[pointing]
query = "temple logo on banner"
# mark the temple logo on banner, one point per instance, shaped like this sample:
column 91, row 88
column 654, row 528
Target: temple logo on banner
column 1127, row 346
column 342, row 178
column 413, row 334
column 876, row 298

◆ ◆ ◆ ◆ ◆

_TO BE DONE_. Rewrite every line of the listing above as a numbered list, omitting any blank lines.

_PROBLEM SOLUTION_.
1. [pointing]
2. query = "temple logo on banner"
3. # mark the temple logo on banner, one point per instance, shaped like this sample:
4. column 91, row 88
5. column 654, row 528
6. Target: temple logo on banner
7. column 1127, row 346
8. column 342, row 178
9. column 413, row 334
10. column 876, row 298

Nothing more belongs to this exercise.